WHAT TO WORK ON: Retype the stretch of the trash pit post below from "Human civilizations have" through "lot more stuff.", word for word.

TEXT SECTION:
= = = = = = =
"Anything dirty or dingy or dusty
Anything ragged or rotten or rusty
Yes, I love trash.” — Oscar the Grouch
Late last fall, I took advantage of a few unseasonably warm days to do some digging in an old trash pit located on the property of a mid-19th century estate in Middletown, Monmouth County, NJ. While that admittedly sounds rather odd (and perhaps kind of gross), this particular "junk" was unique. Most of it had been discarded upwards of 150 years ago into a common household midden, or trash heap. Fortunately for me, most of the organic waste had long since decomposed, leaving layers of buried artifacts in the form of glass, ceramics, ironware, bones, plastics, or anything else capable of surviving all these years underground.
Human civilizations have always produced trash. The long and surprisingly fascinating history of refuse disposal is beyond the scope of this blog post, other than two relevant points. The first is that people today produce way more garbage than they did in centuries past. This is primarily due to three things: mass production of disposable items, plastic packaging, and a nearly eightfold population increase worldwide over the past two centuries. In the simplest terms, a lot more people are throwing away a lot more stuff.
= = = = = = =
Referring expression data:
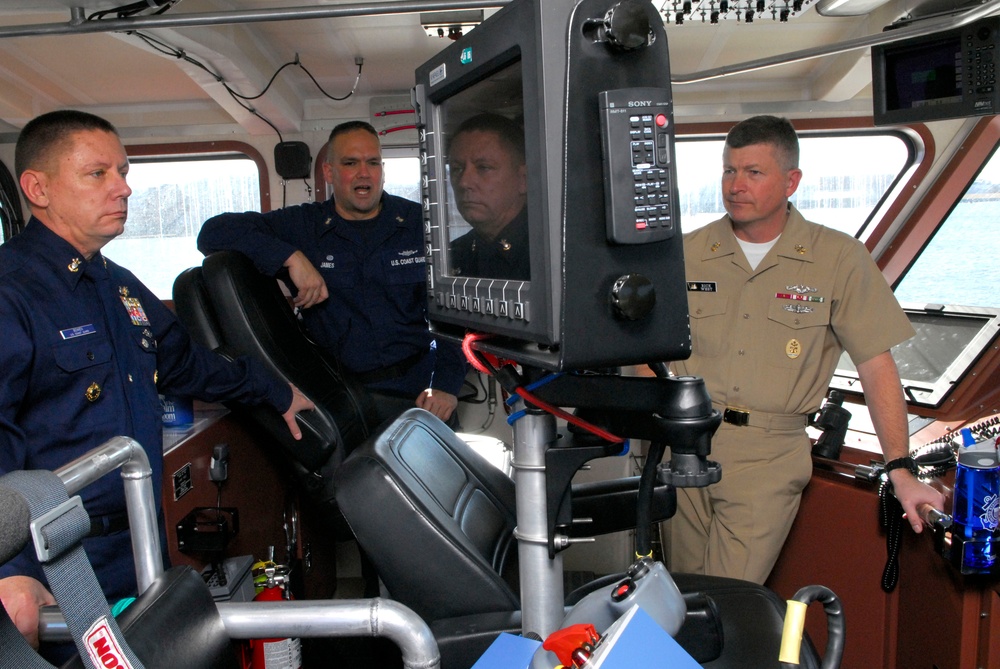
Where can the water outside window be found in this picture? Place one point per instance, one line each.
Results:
(170, 200)
(960, 264)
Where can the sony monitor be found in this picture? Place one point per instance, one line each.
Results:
(549, 186)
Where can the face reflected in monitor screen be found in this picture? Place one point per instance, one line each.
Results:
(487, 220)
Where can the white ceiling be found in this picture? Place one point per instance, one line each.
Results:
(124, 79)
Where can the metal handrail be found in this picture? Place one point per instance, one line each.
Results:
(137, 475)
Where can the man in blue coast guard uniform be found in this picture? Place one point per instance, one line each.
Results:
(357, 265)
(87, 348)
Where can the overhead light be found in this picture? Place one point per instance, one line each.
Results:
(450, 24)
(847, 7)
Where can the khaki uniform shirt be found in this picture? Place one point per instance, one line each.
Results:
(769, 339)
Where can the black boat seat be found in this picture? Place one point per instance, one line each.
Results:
(438, 522)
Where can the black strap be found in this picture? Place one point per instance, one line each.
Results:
(891, 520)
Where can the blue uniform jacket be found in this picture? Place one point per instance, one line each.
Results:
(86, 351)
(376, 315)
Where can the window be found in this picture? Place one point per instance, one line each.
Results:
(959, 265)
(844, 178)
(170, 200)
(402, 173)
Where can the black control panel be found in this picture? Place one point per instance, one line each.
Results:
(637, 149)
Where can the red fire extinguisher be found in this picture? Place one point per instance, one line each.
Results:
(271, 584)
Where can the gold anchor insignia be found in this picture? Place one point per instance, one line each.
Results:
(93, 392)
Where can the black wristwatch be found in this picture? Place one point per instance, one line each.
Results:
(907, 463)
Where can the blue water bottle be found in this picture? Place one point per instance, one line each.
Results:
(976, 507)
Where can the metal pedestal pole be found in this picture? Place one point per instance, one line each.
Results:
(542, 596)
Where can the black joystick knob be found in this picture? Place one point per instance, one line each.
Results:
(633, 296)
(626, 25)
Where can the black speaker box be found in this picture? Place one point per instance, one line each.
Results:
(292, 160)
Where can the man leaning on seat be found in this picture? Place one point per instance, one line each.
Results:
(356, 263)
(88, 348)
(774, 301)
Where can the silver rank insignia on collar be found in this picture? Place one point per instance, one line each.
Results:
(798, 309)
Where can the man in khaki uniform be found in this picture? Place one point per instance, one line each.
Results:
(774, 300)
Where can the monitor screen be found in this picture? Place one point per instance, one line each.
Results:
(549, 186)
(949, 74)
(485, 212)
(925, 74)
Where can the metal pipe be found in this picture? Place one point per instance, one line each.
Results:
(924, 28)
(75, 26)
(542, 607)
(129, 455)
(335, 618)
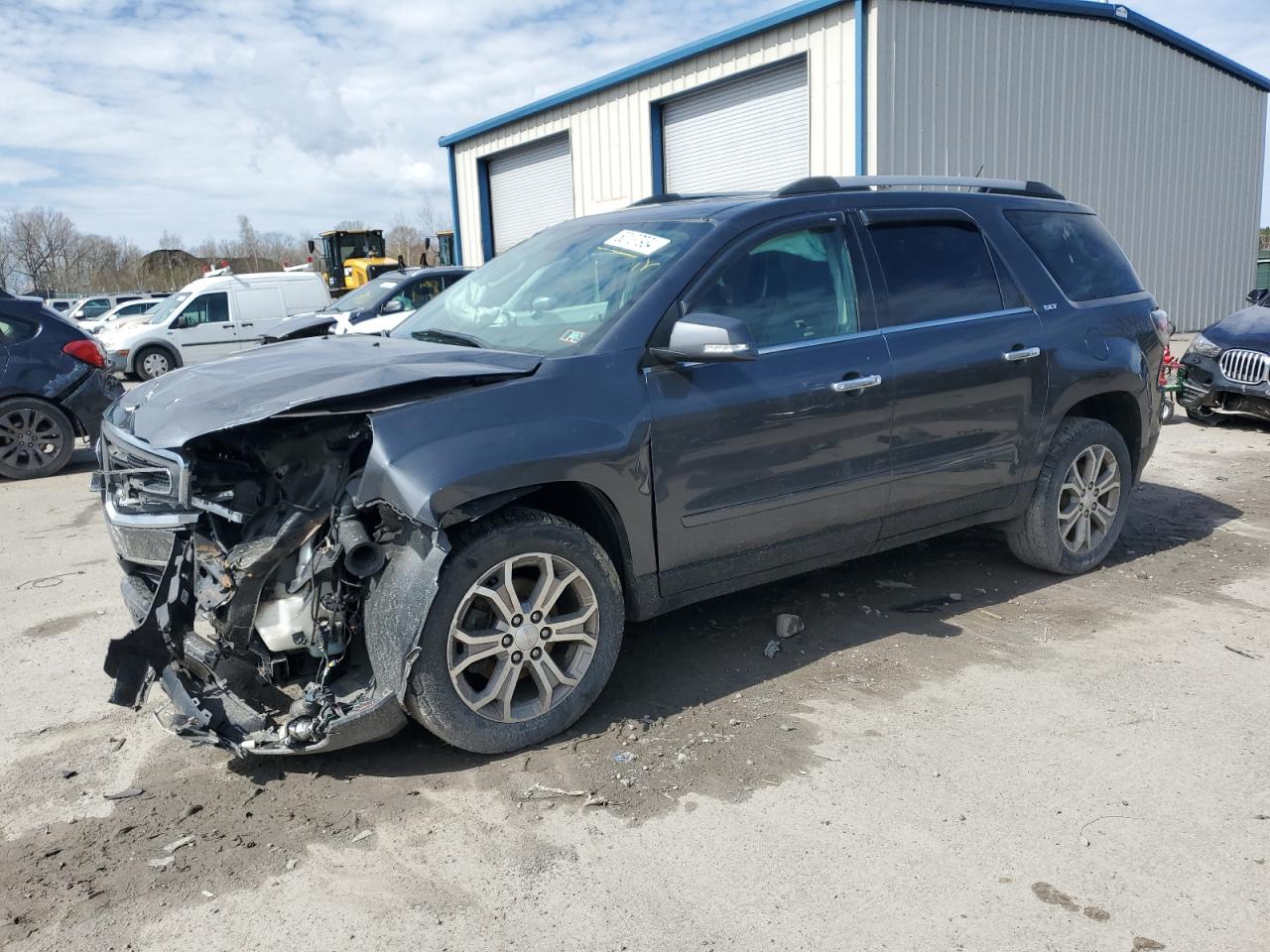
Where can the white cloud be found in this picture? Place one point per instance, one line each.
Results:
(137, 116)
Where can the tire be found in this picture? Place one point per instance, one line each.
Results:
(153, 362)
(36, 438)
(1039, 540)
(531, 706)
(1205, 417)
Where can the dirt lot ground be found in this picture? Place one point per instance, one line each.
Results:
(1040, 763)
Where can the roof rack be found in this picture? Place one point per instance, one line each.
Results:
(862, 182)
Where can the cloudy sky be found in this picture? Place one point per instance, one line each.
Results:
(143, 116)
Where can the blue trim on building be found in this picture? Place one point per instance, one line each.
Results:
(1074, 8)
(453, 211)
(658, 148)
(486, 213)
(861, 87)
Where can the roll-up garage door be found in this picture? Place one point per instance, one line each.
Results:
(530, 188)
(747, 135)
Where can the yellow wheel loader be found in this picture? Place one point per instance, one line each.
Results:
(352, 258)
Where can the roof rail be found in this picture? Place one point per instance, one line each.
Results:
(862, 182)
(658, 199)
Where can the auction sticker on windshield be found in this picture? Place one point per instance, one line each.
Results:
(636, 241)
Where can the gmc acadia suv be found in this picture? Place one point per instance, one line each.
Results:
(621, 416)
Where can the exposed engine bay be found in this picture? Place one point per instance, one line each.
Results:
(276, 621)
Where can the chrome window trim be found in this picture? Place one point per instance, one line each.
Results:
(815, 341)
(961, 318)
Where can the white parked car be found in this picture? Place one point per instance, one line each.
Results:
(214, 316)
(119, 315)
(94, 306)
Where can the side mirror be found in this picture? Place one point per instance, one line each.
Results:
(707, 338)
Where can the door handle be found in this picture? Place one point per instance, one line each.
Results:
(855, 385)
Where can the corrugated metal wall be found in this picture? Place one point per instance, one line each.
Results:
(610, 131)
(1165, 148)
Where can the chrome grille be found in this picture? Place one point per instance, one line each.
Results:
(1246, 366)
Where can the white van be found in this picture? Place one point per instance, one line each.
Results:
(217, 315)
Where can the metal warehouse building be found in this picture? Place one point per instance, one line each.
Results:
(1162, 136)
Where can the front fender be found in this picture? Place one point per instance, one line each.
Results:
(583, 420)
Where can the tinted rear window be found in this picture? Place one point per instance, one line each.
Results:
(935, 270)
(1079, 253)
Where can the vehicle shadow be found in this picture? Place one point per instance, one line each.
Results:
(712, 651)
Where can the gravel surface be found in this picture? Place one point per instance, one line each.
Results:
(1026, 763)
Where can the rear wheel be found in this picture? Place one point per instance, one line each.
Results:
(36, 438)
(522, 634)
(153, 362)
(1080, 502)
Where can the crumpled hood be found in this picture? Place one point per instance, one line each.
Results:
(171, 411)
(1248, 327)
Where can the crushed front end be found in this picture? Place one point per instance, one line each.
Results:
(1225, 381)
(268, 598)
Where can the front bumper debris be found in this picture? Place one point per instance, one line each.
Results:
(1206, 389)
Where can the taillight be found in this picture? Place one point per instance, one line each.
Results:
(86, 350)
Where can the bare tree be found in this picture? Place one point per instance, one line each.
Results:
(404, 240)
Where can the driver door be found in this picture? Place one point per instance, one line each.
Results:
(203, 330)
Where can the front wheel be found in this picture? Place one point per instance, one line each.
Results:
(36, 438)
(153, 362)
(1080, 502)
(522, 634)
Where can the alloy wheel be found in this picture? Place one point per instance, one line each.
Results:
(1088, 499)
(522, 638)
(155, 365)
(30, 439)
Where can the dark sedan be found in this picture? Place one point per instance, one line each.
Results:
(54, 389)
(1228, 367)
(391, 293)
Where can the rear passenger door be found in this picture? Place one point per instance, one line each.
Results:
(966, 365)
(203, 330)
(781, 460)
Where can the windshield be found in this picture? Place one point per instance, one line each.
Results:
(168, 307)
(556, 290)
(359, 245)
(365, 296)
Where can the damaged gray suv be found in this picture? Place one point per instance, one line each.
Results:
(621, 416)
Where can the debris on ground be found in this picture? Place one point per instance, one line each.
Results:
(123, 793)
(556, 791)
(1241, 652)
(788, 625)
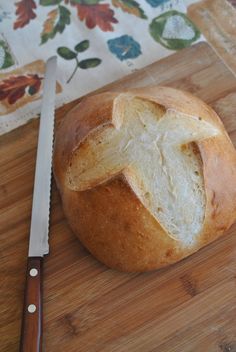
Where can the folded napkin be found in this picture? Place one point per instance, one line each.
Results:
(97, 42)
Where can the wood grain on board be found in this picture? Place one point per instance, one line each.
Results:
(187, 307)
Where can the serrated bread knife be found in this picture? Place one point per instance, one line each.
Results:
(31, 329)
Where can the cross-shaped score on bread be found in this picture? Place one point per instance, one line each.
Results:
(153, 148)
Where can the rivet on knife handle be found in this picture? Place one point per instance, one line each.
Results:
(31, 332)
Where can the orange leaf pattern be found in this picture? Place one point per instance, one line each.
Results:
(97, 15)
(25, 13)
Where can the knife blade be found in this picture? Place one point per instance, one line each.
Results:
(31, 329)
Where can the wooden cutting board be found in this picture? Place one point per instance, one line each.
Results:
(190, 306)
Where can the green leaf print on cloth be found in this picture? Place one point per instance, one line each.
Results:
(130, 6)
(6, 59)
(69, 54)
(56, 22)
(173, 30)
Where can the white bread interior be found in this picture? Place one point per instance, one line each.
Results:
(154, 148)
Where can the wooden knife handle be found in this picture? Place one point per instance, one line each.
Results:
(31, 329)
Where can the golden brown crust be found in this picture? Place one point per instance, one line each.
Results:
(110, 220)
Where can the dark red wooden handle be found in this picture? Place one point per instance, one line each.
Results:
(31, 329)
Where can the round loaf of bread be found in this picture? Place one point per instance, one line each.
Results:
(146, 176)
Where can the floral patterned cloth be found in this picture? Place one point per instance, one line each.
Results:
(97, 42)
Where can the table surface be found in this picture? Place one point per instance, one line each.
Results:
(187, 307)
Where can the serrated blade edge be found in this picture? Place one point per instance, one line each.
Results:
(38, 245)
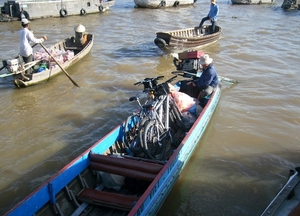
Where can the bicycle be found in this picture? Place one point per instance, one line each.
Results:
(156, 131)
(138, 118)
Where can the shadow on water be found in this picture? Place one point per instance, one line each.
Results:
(199, 194)
(85, 132)
(138, 50)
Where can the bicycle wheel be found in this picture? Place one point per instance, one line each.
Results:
(131, 138)
(153, 140)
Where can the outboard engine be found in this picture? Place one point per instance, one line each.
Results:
(189, 62)
(80, 38)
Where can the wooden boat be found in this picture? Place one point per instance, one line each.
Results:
(88, 184)
(291, 5)
(187, 39)
(162, 3)
(287, 200)
(15, 10)
(66, 47)
(252, 2)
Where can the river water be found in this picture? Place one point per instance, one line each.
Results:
(249, 146)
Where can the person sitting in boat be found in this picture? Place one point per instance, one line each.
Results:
(27, 37)
(207, 82)
(212, 15)
(80, 35)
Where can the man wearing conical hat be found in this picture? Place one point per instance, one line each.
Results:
(212, 15)
(207, 82)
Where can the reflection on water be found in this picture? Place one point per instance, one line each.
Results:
(249, 146)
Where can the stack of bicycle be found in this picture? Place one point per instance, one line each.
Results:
(157, 121)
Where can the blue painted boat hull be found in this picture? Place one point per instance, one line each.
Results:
(155, 194)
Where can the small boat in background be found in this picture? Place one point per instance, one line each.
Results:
(162, 3)
(67, 52)
(253, 2)
(287, 200)
(17, 10)
(187, 39)
(110, 179)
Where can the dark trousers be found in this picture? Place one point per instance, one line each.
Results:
(213, 24)
(26, 60)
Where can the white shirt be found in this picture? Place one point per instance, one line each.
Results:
(26, 36)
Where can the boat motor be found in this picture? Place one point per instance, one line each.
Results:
(80, 38)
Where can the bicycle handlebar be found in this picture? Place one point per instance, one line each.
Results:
(148, 79)
(171, 79)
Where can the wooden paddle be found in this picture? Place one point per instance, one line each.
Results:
(60, 66)
(18, 56)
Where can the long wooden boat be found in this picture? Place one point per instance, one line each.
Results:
(187, 39)
(287, 200)
(16, 10)
(66, 50)
(252, 2)
(82, 187)
(162, 3)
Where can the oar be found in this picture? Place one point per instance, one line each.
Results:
(220, 77)
(25, 68)
(18, 56)
(60, 66)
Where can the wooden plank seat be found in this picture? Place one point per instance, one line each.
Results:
(107, 199)
(125, 167)
(120, 166)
= = = = = = =
ANSWER:
Human civilizations have always produced trash. The long and surprisingly fascinating history of refuse disposal is beyond the scope of this blog post, other than two relevant points. The first is that people today produce way more garbage than they did in centuries past. This is primarily due to three things: mass production of disposable items, plastic packaging, and a nearly eightfold population increase worldwide over the past two centuries. In the simplest terms, a lot more people are throwing away a lot more stuff.